(Lines of data)
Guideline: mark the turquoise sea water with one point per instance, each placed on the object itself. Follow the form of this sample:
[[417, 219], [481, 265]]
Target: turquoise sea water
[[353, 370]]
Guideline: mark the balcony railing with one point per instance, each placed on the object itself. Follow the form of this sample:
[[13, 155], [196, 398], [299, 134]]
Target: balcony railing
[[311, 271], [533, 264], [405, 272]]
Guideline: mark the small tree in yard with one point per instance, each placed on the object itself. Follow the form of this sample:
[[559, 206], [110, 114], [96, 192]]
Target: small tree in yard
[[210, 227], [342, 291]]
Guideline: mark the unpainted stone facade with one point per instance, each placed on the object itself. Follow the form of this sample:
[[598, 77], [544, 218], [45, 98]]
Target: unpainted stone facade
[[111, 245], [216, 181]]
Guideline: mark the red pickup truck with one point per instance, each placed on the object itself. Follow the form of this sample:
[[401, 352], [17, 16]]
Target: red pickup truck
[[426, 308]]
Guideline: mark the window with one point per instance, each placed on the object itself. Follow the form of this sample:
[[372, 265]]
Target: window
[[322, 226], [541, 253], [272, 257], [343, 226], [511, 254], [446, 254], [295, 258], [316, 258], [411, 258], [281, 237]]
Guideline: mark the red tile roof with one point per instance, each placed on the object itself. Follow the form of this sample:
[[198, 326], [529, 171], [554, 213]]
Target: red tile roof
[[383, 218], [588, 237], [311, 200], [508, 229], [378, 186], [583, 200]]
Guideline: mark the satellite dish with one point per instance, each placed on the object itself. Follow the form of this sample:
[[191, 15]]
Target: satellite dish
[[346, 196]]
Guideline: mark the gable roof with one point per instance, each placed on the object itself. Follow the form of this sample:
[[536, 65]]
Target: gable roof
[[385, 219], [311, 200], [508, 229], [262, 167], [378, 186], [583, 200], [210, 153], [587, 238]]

---

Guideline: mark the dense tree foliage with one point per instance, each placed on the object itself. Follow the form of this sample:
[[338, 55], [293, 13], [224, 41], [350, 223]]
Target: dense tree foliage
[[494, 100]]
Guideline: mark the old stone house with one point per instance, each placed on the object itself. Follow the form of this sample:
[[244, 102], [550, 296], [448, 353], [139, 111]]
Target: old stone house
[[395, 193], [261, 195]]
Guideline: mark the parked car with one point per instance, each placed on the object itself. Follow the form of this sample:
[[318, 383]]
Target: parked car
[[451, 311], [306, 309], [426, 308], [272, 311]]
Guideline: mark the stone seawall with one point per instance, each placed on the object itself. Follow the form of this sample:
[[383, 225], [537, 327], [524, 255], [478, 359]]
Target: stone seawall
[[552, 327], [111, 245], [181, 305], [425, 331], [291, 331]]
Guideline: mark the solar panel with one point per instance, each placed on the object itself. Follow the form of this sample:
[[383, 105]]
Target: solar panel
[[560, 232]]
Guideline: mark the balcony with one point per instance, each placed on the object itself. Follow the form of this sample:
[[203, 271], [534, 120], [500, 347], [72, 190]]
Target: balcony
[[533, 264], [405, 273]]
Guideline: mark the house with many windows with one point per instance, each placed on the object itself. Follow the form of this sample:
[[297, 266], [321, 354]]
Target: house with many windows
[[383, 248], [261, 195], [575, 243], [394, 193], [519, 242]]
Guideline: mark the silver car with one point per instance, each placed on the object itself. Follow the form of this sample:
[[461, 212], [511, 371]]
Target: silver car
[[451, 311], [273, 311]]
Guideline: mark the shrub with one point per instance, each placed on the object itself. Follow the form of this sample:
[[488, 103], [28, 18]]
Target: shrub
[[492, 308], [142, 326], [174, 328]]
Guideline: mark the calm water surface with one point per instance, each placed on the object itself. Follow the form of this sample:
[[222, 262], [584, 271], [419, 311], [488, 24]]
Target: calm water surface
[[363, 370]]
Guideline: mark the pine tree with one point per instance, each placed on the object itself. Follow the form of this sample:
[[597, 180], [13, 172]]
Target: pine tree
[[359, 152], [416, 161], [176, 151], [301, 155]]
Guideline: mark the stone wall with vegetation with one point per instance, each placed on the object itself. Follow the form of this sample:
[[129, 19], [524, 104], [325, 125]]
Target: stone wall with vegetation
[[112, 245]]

### Work to do
Print the part of the records above that opens with the line containing "Guideline: mark the satellite" and closes with the line containing "[[346, 196]]", both of those lines included.

### Reply
Guideline: mark the satellite dish with one point per instance, each placed on the object itself. Follow the form of this sample:
[[191, 15]]
Target: satellite dish
[[346, 196]]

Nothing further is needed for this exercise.